Work required:
Change "tram" to "trolley" throughout the records below and write them out again with nothing else altered. Leave the pictures out of your answer.

(Labeled area outline items)
☆ ☆ ☆ ☆ ☆ ☆ ☆
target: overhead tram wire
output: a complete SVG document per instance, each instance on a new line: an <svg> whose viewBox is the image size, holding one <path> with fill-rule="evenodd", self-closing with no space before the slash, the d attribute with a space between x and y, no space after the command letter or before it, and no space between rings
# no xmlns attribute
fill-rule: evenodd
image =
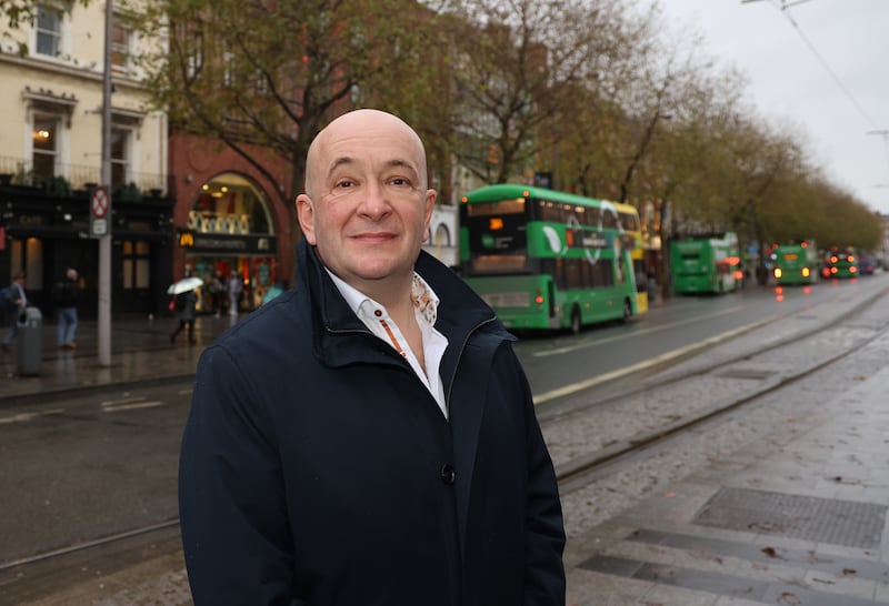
☆ ☆ ☆ ☆ ☆ ☆ ☆
Answer to this problem:
target: overhead trolley wire
output: a complete SVG document per instance, each instance on a new line: an <svg> whose viewBox is the image size, holding one <path> with fill-rule="evenodd", self-closing with no space before the slash, the d attribute with a space between x and y, no space after the command letter or before it, and no space between rings
# no xmlns attribute
fill-rule: evenodd
image =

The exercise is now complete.